Le fonctionnement de la maison et les décisions engageant tout
le monde (organisations de fêtes, de concerts, dépenses
d'entretien, demande de nouveaux d'habiter dans la maison, départ
de fauteurs de troubles...) sont prises lors du Plenum hebdomadaire
du jeudi à 19h. Si vous voulez louer la chambre d'amis, il
y a une procédure simplifiée.
"Relancer les activités socio-culturelles et l'ouverture
sur l'extérieur s'impose alors que les dépenses municipales
pour les jeunes, le social et la culture diminuent. Par ailleurs,
Kreuzberg connaît un certain embourgeoisement de la population
(même s'il reste un quartier multi-culti) et la pression immobilière
se fait plus forte, deux facteurs qui pourraient handicaper la survie
de la Rauchhaus" dit Carsten.
Le contrat avec
la municipalité de Berlin arrive à terme dans deux ans.
Il était signé pour cinq ans. D'autant que le bâtiment
principal de l'ancien hôpital est désormais un centre
culturel sur lequel flotte une menace de privatisation. "Si la
Bethanien Haus est privatisée, la pression sur la Rauchhaus
s'accroîtra" ajoute Carsten. "Ce n'est pas aussi systématique"
+ + +
#### CONSIGNE:
Pouvez-vous reproduire mot pour mot le passage de l'extrait sur la Rauchhaus ci-dessus, en commençant par « Le fonctionnement de » et en poursuivant jusqu'à « une procédure simplifiée. » ?
+ + +
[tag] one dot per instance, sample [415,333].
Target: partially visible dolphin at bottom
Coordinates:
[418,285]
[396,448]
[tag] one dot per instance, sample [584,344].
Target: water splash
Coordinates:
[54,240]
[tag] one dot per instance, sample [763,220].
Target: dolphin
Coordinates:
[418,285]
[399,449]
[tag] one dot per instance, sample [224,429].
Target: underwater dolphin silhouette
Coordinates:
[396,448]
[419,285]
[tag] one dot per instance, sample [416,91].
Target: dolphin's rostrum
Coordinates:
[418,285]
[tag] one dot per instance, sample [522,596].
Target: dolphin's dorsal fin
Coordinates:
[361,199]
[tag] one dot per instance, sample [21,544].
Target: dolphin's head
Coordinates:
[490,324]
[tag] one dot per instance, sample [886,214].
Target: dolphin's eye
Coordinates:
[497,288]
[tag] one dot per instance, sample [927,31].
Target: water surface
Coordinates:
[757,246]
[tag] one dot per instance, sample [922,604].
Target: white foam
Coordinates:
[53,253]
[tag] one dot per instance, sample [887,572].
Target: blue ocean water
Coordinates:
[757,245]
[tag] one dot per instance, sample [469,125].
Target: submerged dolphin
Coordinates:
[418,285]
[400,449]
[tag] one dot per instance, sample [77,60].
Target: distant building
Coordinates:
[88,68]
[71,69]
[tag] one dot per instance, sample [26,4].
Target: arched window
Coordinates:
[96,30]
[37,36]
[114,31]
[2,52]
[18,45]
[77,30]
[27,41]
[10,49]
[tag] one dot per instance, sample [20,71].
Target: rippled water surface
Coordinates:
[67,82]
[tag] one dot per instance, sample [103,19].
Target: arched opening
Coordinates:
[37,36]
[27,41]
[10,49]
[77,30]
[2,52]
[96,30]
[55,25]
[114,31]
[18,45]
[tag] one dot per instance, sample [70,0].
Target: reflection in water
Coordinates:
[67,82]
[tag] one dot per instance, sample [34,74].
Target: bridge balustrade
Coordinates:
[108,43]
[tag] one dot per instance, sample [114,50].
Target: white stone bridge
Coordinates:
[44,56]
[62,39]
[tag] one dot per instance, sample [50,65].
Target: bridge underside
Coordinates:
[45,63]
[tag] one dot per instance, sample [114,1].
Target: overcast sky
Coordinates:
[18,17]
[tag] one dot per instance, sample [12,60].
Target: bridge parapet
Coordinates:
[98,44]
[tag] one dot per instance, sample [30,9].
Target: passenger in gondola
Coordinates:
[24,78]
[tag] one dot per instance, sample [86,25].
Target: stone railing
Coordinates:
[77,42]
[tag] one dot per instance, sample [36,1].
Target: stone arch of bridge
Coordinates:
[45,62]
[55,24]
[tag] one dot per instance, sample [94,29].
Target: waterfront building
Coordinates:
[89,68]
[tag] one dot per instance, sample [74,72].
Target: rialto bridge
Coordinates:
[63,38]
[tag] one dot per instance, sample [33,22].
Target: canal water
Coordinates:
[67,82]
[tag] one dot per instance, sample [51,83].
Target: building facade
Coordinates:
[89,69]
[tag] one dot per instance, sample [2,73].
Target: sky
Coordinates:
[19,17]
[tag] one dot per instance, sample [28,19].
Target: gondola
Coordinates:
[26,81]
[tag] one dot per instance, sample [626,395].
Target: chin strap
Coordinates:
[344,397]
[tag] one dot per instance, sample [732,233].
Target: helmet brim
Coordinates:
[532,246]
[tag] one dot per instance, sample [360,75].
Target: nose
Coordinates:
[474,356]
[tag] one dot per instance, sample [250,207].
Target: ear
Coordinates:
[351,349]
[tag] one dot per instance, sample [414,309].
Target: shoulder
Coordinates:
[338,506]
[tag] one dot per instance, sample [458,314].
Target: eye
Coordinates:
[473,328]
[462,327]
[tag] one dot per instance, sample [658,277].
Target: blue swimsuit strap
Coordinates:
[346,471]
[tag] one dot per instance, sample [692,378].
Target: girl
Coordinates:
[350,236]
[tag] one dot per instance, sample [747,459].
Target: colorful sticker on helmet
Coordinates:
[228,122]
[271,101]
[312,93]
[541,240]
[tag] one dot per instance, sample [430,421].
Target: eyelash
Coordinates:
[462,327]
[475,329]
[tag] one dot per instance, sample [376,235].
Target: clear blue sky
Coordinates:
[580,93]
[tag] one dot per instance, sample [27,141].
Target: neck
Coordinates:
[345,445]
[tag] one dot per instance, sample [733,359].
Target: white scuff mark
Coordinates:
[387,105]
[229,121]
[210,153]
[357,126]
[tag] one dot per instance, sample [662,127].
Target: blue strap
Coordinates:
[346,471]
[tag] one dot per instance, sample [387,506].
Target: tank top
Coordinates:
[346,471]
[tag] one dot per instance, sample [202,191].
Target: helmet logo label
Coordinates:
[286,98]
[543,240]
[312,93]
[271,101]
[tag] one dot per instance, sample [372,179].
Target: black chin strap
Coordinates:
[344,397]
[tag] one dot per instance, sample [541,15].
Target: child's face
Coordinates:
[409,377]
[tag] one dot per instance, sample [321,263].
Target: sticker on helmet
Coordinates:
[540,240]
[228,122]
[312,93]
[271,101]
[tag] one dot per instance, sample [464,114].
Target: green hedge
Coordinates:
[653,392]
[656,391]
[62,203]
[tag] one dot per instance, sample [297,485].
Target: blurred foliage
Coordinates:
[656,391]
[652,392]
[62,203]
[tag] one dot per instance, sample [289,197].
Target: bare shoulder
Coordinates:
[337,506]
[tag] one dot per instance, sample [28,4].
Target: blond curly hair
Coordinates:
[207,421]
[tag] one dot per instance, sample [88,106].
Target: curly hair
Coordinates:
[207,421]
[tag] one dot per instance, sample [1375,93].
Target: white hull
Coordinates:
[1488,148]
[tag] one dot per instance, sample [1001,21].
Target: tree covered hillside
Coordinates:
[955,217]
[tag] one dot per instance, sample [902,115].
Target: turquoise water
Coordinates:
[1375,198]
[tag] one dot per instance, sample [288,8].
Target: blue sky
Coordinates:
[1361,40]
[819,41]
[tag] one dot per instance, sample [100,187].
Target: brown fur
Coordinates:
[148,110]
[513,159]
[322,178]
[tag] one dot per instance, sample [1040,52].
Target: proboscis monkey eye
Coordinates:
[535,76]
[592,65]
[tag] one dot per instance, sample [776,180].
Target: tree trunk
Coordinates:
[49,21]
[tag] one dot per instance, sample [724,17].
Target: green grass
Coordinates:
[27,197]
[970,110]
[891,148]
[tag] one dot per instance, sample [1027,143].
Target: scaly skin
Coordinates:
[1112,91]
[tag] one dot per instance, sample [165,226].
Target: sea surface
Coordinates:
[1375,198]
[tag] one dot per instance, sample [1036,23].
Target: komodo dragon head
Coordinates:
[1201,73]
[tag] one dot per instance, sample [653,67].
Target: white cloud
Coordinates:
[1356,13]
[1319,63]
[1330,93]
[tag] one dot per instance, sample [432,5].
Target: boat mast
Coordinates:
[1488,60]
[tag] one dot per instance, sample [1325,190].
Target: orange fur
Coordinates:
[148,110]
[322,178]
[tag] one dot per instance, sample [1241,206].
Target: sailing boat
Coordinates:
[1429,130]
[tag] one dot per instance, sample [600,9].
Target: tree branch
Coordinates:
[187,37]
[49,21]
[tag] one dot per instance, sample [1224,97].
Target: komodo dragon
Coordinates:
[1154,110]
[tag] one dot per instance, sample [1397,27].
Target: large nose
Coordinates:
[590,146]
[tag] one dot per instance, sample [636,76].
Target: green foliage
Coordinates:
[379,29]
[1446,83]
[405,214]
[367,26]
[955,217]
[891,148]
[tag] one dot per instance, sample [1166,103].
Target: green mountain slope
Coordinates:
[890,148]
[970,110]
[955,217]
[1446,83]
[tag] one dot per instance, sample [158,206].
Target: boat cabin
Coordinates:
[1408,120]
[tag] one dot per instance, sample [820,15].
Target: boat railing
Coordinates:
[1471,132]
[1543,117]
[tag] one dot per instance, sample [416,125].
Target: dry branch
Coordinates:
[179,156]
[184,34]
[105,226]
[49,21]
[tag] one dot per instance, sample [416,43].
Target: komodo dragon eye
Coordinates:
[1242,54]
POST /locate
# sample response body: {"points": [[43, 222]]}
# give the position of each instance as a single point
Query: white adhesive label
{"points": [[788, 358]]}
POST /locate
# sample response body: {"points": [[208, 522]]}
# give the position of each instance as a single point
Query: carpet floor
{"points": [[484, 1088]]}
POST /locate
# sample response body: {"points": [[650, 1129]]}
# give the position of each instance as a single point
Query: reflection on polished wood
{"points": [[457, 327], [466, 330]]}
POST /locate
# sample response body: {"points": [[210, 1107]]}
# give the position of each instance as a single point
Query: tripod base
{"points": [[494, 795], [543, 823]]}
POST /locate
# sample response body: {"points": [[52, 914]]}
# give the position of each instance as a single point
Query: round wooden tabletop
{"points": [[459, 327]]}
+ + +
#### TÂCHE ACCOMPLIE:
Le fonctionnement de la maison et les décisions engageant tout
le monde (organisations de fêtes, de concerts, dépenses
d'entretien, demande de nouveaux d'habiter dans la maison, départ
de fauteurs de troubles...) sont prises lors du Plenum hebdomadaire
du jeudi à 19h. Si vous voulez louer la chambre d'amis, il
y a une procédure simplifiée.